WHAT THIS TASK INVOLVES ▸
Could you reproduce all of these records exactly?

********************

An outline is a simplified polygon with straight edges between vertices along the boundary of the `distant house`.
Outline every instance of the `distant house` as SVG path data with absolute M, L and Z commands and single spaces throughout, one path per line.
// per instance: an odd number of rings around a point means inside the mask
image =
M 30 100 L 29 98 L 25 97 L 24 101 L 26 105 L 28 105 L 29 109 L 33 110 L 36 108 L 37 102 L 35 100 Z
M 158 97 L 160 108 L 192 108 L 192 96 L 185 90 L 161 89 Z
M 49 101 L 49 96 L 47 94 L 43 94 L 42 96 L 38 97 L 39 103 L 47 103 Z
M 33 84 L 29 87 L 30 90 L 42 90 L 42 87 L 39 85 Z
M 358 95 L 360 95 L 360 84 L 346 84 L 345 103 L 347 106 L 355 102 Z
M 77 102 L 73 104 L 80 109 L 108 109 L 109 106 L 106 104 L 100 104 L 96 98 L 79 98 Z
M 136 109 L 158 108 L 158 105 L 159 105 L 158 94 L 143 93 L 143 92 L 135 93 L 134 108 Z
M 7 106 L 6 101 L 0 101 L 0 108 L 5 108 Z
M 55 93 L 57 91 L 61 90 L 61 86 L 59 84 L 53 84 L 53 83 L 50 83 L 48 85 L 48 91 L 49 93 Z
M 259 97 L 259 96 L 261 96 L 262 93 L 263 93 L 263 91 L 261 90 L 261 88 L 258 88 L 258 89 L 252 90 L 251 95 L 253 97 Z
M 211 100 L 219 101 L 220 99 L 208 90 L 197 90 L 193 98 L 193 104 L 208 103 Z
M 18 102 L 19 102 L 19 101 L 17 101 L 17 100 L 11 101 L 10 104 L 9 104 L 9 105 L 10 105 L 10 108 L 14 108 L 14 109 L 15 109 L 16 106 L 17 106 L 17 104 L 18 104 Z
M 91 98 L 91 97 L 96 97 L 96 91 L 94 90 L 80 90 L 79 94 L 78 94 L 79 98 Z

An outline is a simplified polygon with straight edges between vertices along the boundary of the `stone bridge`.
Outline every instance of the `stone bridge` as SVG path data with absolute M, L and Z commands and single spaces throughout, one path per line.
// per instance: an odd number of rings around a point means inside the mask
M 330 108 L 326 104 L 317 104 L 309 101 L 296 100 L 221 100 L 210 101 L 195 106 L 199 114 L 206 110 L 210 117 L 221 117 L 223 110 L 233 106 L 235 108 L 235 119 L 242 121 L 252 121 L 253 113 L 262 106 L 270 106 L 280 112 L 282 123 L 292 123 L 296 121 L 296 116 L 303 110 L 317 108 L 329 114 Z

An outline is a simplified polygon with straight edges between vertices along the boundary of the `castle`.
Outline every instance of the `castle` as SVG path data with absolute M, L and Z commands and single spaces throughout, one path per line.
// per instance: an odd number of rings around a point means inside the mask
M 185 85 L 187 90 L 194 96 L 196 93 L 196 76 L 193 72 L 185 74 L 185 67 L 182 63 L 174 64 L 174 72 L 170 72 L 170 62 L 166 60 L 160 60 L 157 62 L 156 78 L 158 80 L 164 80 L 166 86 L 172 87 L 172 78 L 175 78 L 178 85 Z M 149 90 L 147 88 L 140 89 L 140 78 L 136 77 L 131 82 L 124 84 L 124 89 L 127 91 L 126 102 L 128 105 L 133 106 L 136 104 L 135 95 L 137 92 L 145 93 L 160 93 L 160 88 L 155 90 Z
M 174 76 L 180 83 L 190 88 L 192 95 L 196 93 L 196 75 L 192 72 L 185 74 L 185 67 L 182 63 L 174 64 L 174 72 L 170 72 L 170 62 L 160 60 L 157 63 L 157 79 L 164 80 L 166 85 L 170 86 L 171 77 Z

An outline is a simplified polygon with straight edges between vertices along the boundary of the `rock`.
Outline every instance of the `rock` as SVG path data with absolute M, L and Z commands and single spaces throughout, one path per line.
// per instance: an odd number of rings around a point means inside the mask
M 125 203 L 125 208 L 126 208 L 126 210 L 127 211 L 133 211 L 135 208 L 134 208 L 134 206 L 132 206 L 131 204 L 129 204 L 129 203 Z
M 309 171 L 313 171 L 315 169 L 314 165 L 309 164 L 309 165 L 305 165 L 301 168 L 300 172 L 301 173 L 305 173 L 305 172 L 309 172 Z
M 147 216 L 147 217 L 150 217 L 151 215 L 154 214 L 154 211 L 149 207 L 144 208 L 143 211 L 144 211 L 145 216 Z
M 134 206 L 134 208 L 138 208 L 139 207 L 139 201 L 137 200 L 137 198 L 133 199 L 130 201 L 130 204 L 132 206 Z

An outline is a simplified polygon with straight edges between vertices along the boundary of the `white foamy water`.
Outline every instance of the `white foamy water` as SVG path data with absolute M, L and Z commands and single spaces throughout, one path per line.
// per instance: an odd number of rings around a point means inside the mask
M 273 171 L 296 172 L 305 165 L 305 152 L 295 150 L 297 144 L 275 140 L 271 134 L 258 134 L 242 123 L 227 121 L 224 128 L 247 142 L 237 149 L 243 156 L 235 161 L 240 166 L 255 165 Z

********************

OUTPUT ▸
An outline is a simplified polygon with straight edges between vertices along the boundary of the `distant house`.
Outline every instance of the `distant house` as SVG path data with absolute M, L and Z commands and single spaces throughout, one path per line.
// per instance: an odd number of rings around a point means inside the mask
image =
M 30 100 L 29 98 L 25 97 L 24 101 L 26 105 L 28 105 L 29 109 L 33 110 L 36 108 L 37 102 L 35 100 Z
M 158 97 L 160 108 L 192 108 L 192 96 L 185 90 L 161 89 Z
M 49 101 L 49 96 L 47 94 L 43 94 L 42 96 L 38 97 L 39 103 L 47 103 Z
M 33 84 L 29 87 L 30 90 L 42 90 L 42 87 L 39 85 Z
M 358 95 L 360 95 L 360 84 L 346 84 L 345 103 L 347 106 L 355 102 Z
M 77 102 L 73 104 L 80 109 L 108 109 L 109 106 L 106 104 L 100 104 L 96 98 L 79 98 Z
M 136 109 L 158 108 L 158 105 L 159 105 L 158 94 L 143 93 L 143 92 L 135 93 L 134 108 Z
M 7 106 L 6 101 L 0 101 L 0 108 L 5 108 Z
M 55 93 L 57 91 L 61 90 L 61 86 L 59 84 L 53 84 L 53 83 L 50 83 L 48 85 L 48 91 L 49 93 Z
M 259 97 L 259 96 L 261 96 L 262 93 L 263 93 L 263 91 L 261 90 L 261 88 L 258 88 L 258 89 L 252 90 L 251 95 L 253 97 Z
M 211 100 L 219 101 L 220 99 L 208 90 L 197 90 L 193 98 L 193 104 L 208 103 Z
M 18 102 L 19 102 L 19 101 L 17 101 L 17 100 L 11 101 L 10 104 L 9 104 L 9 105 L 10 105 L 10 108 L 14 108 L 14 109 L 15 109 L 16 106 L 17 106 L 17 104 L 18 104 Z
M 91 98 L 91 97 L 96 97 L 96 91 L 94 90 L 80 90 L 79 94 L 78 94 L 79 98 Z

An outline is a simplified polygon with straight edges between vertices along the boundary of the `stone bridge`.
Outline every instance of the `stone bridge` as SVG path data with absolute M, L and Z commands and single spaces throughout, one path per line.
// per instance: an odd number of rings around a point means inside the mask
M 330 108 L 326 104 L 317 104 L 309 101 L 296 100 L 221 100 L 210 101 L 195 106 L 199 114 L 206 110 L 210 117 L 221 117 L 223 110 L 233 106 L 235 108 L 235 119 L 242 121 L 252 121 L 253 113 L 262 106 L 270 106 L 280 112 L 282 123 L 292 123 L 296 121 L 296 116 L 303 110 L 317 108 L 329 114 Z

An outline is a simplified polygon with straight edges between vertices along the boundary of the `castle`.
Outline every instance of the `castle` as SVG path data with absolute M, L and Z commands and single spaces throughout, one path per line.
// per instance: an odd number of rings around a point means inside the mask
M 185 85 L 187 90 L 194 96 L 196 93 L 196 76 L 193 72 L 185 74 L 185 67 L 182 63 L 174 64 L 174 72 L 170 72 L 170 62 L 166 60 L 160 60 L 157 62 L 156 78 L 158 80 L 164 80 L 166 86 L 172 87 L 172 78 L 175 78 L 178 85 Z M 149 90 L 147 88 L 140 89 L 140 78 L 136 77 L 131 82 L 124 84 L 124 89 L 127 91 L 126 102 L 128 105 L 133 106 L 136 104 L 135 95 L 137 92 L 145 93 L 160 93 L 160 88 L 155 90 Z
M 174 76 L 180 83 L 190 88 L 192 95 L 196 93 L 196 75 L 192 72 L 185 74 L 185 67 L 182 63 L 174 64 L 174 72 L 170 72 L 170 62 L 160 60 L 157 63 L 157 79 L 164 80 L 166 85 L 170 86 L 171 77 Z

An outline is a simplified polygon with straight edges between vertices along the boundary of the `rock`.
Outline every instance of the `rock` as SVG path data with absolute M, L and Z commands and single spaces throughout, one path per line.
// per instance: an odd number of rings around a point means inside the mask
M 125 203 L 125 208 L 126 208 L 126 210 L 127 211 L 133 211 L 135 208 L 134 208 L 134 206 L 132 206 L 131 204 L 129 204 L 129 203 Z
M 309 171 L 313 171 L 315 169 L 314 165 L 309 164 L 309 165 L 305 165 L 301 168 L 300 172 L 301 173 L 305 173 L 305 172 L 309 172 Z
M 147 216 L 147 217 L 150 217 L 151 215 L 154 214 L 154 211 L 149 207 L 144 208 L 143 211 L 144 211 L 145 216 Z
M 134 206 L 134 208 L 138 208 L 139 207 L 139 201 L 137 200 L 137 198 L 133 199 L 130 201 L 130 204 L 132 206 Z

An outline is a simplified polygon with straight edges between vertices along the boundary of the `white foamy water`.
Outline every instance of the `white foamy water` as SVG path data with absolute M, L and Z commands and single spaces throughout, one path per line.
// per instance: an odd number of rings around a point means inside the mask
M 273 171 L 296 172 L 305 165 L 305 152 L 295 150 L 297 144 L 275 140 L 271 134 L 258 134 L 242 123 L 227 121 L 224 128 L 247 142 L 237 149 L 243 156 L 235 161 L 240 166 L 255 165 Z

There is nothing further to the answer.